_The task_
Put every line of the data below into a JSON list of strings, one string per line, with blank lines skipped and the pictures left out.

_Recorded data_

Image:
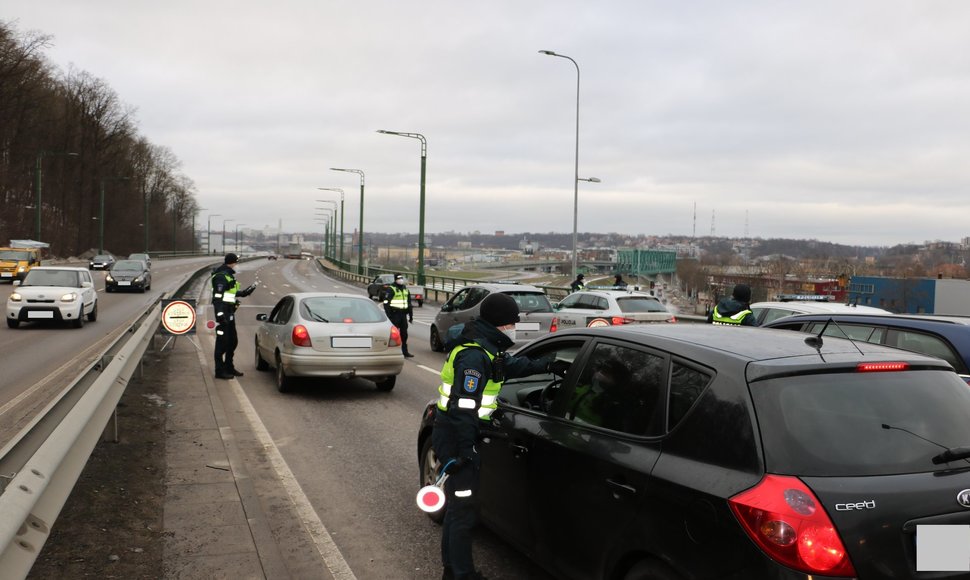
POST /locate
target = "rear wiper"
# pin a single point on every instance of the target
(948, 455)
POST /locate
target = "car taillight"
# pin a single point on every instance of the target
(782, 516)
(882, 367)
(301, 336)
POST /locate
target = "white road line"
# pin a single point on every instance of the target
(311, 522)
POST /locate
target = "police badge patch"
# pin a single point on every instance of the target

_Written response_
[
  "Image:",
  "POST /locate",
  "target = \"rear wiper\"",
  "# pin a single point on every instance of the target",
  "(948, 455)",
  "POST /locate",
  "target = \"car taillight\"",
  "# pin a single point on every instance of the target",
  "(782, 516)",
  "(882, 367)",
  "(301, 336)",
  "POST /locate",
  "target = \"white road line\"",
  "# pin a single point on every instance of the target",
  "(311, 522)",
  "POST /locate",
  "target = \"police badge patch\"",
  "# pin a single point on every instance of the target"
]